[TASK DIRECTIONS]: Among the entries, which lines carry the string "below"? Copy every one.

[Extracted records]
══════════
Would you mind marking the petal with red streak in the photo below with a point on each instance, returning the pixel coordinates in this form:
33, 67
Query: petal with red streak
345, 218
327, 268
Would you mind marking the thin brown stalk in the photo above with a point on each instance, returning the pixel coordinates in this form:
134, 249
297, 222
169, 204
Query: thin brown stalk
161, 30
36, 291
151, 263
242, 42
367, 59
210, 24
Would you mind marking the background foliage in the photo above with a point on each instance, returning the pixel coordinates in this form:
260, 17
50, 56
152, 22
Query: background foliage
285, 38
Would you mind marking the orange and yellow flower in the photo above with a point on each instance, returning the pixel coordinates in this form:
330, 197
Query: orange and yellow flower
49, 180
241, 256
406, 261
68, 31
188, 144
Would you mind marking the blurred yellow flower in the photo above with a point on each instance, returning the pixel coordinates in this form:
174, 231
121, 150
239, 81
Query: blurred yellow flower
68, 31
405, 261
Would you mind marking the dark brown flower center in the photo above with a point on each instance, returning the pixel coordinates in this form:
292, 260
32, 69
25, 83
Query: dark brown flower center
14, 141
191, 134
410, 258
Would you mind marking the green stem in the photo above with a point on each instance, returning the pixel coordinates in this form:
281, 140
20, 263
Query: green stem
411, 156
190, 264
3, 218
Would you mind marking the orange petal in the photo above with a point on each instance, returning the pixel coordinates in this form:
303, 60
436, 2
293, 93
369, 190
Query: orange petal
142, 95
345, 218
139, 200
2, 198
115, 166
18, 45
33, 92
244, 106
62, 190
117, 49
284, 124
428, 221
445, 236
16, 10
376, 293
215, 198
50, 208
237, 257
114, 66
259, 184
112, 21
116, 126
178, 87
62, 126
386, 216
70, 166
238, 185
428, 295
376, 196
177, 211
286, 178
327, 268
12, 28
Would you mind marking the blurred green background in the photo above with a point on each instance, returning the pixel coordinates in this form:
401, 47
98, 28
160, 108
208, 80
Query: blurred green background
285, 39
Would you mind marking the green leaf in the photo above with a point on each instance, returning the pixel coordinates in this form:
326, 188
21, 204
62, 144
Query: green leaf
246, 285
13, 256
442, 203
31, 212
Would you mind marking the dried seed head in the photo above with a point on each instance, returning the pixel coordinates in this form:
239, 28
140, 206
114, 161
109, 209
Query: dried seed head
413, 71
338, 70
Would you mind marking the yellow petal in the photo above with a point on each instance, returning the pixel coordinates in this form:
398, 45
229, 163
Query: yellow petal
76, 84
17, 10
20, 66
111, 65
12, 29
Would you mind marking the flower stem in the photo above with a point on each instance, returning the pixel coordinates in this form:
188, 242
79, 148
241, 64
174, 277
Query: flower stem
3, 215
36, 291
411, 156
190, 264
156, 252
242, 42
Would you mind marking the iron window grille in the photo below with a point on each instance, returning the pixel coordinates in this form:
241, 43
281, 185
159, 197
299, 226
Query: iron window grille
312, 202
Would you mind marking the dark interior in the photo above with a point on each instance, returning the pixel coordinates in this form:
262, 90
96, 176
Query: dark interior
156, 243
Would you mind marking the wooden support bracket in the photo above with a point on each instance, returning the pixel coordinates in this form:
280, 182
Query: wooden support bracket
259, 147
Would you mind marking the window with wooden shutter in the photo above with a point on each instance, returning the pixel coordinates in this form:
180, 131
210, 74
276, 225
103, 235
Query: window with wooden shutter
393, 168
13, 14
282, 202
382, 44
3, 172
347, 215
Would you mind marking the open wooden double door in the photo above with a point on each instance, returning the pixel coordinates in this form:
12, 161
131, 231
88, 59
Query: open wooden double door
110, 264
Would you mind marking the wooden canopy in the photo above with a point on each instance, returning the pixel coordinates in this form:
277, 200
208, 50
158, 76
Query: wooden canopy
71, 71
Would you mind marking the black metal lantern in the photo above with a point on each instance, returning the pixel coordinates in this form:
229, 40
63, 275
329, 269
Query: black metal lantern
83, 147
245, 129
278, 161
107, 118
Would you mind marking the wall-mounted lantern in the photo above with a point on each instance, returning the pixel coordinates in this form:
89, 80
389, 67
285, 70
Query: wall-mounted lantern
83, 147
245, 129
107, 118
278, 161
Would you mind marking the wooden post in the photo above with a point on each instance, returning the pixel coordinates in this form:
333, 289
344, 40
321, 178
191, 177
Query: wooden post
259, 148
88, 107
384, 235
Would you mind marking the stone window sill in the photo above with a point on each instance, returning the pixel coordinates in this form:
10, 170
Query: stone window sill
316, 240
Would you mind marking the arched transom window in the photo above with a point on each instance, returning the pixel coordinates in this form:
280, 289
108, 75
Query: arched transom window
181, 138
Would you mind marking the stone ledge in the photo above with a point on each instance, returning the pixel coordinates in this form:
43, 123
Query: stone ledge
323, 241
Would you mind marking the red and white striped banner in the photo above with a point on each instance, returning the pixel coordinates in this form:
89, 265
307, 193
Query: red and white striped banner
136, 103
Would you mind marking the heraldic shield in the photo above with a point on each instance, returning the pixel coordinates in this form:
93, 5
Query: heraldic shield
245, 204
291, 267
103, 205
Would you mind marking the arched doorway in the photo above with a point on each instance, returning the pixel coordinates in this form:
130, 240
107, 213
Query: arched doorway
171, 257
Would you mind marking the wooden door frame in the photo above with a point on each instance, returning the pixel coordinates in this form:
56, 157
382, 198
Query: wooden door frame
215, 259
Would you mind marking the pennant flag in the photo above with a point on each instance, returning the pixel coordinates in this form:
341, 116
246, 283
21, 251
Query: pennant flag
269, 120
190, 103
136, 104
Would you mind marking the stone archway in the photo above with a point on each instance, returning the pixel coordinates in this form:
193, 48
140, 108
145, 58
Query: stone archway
══════════
[OUTPUT]:
Would you mind marking the petal with red streak in the photo below with a point on each instance, returning the pixel coordinates in this form:
Would you mind marking the iron window grille in the photo below with a point on each instance, returning the pixel coordinates in this form:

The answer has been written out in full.